### PROMPT
Include in the output exactly the lines from the opening of the data through the line containing "wait, hold on — can you detect the pointed", and nothing more.

### RECORD EXCERPTS

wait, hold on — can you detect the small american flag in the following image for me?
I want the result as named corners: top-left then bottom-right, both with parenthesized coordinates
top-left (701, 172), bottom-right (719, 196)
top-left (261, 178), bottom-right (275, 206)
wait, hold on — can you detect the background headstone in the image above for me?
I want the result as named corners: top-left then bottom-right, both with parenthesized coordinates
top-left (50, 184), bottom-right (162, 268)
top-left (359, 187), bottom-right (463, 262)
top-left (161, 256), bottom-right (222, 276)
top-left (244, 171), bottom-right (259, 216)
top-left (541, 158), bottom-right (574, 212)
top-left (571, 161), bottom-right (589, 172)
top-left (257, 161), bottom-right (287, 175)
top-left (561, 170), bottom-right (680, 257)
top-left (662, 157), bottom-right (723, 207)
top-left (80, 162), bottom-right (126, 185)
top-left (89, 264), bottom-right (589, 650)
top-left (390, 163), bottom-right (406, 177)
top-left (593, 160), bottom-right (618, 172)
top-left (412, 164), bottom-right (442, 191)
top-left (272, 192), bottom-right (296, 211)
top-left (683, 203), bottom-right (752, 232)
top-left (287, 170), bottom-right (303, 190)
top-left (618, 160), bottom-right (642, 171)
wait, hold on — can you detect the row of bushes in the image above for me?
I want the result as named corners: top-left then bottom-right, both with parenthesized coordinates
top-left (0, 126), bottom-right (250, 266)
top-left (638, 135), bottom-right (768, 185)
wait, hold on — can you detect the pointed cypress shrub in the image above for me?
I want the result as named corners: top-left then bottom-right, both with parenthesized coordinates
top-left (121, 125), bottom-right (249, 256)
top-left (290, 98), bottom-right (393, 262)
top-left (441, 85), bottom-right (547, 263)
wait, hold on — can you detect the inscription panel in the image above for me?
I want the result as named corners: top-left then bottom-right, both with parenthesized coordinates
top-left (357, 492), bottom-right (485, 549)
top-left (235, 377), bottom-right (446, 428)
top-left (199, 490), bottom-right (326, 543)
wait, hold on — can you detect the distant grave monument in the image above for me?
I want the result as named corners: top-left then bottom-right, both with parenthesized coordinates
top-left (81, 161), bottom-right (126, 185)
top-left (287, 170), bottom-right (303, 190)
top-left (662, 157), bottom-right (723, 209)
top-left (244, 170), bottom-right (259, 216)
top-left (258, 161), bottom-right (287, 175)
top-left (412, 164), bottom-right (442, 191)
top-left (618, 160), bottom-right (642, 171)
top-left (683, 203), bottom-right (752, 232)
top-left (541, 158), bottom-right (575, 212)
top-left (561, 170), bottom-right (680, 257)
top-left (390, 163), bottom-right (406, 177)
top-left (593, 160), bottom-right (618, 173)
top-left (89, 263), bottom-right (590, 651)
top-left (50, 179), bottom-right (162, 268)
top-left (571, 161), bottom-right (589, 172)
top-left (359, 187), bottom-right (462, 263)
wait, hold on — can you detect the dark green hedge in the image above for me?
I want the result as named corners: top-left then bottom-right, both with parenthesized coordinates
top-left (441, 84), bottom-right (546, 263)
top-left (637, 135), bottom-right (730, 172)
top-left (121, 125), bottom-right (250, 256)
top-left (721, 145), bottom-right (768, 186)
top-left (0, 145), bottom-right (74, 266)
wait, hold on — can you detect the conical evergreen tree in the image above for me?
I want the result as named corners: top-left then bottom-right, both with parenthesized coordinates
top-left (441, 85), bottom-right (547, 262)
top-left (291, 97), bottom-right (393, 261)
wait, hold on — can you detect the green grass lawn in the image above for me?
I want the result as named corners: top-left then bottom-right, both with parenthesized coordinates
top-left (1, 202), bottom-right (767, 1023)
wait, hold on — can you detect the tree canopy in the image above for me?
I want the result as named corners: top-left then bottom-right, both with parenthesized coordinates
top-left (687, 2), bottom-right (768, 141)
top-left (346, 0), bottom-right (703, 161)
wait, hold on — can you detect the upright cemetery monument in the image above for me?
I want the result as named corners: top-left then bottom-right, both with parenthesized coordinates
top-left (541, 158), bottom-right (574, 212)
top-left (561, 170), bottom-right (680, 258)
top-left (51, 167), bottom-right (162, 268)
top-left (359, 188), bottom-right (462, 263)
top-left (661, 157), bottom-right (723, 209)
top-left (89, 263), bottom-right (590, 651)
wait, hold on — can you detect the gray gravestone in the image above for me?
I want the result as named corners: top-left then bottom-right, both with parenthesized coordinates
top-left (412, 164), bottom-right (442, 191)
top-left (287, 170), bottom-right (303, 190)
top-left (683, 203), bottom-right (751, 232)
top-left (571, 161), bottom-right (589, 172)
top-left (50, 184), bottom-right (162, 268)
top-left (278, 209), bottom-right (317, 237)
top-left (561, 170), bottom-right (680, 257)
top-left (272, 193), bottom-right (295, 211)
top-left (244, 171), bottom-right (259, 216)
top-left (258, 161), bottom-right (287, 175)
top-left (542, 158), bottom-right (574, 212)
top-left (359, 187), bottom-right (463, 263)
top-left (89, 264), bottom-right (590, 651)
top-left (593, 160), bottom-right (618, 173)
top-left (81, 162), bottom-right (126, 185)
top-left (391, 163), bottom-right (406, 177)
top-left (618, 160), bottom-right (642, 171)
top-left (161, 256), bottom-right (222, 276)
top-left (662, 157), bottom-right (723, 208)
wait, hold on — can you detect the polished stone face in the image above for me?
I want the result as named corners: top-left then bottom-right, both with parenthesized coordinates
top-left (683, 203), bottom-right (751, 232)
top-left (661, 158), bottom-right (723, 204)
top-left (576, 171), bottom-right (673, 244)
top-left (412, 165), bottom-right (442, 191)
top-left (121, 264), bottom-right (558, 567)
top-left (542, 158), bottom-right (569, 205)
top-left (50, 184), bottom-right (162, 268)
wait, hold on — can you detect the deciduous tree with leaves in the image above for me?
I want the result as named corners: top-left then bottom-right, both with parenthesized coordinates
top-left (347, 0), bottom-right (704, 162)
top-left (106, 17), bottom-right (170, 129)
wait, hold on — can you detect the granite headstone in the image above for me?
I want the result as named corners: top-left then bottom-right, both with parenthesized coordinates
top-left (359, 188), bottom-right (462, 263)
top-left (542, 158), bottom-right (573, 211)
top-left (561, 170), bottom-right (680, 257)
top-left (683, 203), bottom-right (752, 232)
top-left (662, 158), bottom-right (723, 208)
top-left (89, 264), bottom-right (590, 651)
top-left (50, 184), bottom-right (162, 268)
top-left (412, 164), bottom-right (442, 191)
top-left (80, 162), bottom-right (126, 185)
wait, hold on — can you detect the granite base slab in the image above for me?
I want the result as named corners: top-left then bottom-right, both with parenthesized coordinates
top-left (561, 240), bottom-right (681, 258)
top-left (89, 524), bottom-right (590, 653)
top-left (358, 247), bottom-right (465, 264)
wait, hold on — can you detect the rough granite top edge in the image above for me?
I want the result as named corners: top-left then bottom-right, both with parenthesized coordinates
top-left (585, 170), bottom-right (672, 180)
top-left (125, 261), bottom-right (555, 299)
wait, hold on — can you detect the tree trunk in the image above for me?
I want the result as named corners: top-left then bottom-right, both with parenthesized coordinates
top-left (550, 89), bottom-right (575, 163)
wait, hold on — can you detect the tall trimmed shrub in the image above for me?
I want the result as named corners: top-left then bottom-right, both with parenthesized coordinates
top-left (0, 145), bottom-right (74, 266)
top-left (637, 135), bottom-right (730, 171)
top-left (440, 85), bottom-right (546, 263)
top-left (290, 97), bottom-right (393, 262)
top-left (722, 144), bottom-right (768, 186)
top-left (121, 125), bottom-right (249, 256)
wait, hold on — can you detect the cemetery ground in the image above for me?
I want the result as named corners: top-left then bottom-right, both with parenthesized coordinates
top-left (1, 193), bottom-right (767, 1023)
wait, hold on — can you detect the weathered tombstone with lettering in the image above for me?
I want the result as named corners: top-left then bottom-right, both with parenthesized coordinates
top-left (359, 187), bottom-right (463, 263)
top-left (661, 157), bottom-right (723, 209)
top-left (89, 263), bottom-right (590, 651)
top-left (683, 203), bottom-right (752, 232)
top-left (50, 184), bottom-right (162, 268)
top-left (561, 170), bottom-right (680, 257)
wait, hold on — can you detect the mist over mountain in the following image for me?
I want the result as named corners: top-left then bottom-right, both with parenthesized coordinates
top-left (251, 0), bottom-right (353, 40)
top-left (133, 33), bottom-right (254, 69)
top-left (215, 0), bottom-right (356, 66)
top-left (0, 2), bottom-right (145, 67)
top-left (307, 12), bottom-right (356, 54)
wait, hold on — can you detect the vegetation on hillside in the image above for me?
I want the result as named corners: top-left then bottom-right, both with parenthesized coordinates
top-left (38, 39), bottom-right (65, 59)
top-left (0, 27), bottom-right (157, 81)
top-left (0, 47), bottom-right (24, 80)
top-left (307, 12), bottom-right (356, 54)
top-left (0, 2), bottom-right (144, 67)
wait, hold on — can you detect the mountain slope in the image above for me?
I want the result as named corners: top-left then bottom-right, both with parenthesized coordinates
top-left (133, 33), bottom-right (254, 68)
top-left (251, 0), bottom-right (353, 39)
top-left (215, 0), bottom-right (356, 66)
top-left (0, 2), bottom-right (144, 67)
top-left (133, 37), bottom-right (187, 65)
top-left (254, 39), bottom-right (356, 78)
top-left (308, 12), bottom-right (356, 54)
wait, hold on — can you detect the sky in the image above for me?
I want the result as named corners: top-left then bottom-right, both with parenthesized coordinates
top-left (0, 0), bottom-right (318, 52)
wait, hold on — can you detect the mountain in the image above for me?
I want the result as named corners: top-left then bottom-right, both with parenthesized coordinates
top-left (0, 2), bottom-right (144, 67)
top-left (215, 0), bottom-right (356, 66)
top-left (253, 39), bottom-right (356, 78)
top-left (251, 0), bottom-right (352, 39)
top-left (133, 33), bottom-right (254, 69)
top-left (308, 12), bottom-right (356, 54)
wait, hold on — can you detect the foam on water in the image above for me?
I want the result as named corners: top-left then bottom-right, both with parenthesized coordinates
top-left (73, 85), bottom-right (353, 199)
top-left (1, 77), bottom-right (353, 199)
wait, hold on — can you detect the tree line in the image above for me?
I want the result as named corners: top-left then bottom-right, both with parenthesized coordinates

### EXERCISE RESULT
wait, hold on — can you detect the small american flag in the following image for me?
I want the result as named corners: top-left then bottom-right, both with parenthesized coordinates
top-left (701, 172), bottom-right (719, 196)
top-left (261, 178), bottom-right (275, 206)
wait, hold on — can you detect the background headstone in the image above for me?
I want the result as named corners: top-left then bottom-right, both with parenthesized coordinates
top-left (50, 184), bottom-right (162, 268)
top-left (359, 187), bottom-right (463, 262)
top-left (161, 256), bottom-right (222, 276)
top-left (244, 171), bottom-right (259, 216)
top-left (541, 158), bottom-right (574, 212)
top-left (571, 161), bottom-right (589, 172)
top-left (257, 161), bottom-right (287, 175)
top-left (561, 170), bottom-right (680, 257)
top-left (662, 157), bottom-right (723, 207)
top-left (80, 162), bottom-right (126, 185)
top-left (89, 264), bottom-right (589, 650)
top-left (390, 163), bottom-right (406, 177)
top-left (593, 160), bottom-right (618, 172)
top-left (412, 164), bottom-right (442, 191)
top-left (272, 192), bottom-right (296, 211)
top-left (683, 203), bottom-right (752, 232)
top-left (287, 170), bottom-right (303, 190)
top-left (618, 160), bottom-right (642, 171)
wait, hold on — can you detect the row of bushes in the image above for me?
I want the result as named corners: top-left then bottom-right, both with parenthesized coordinates
top-left (0, 126), bottom-right (250, 266)
top-left (638, 135), bottom-right (768, 185)
wait, hold on — can you detect the pointed cypress shrub in the image above for me?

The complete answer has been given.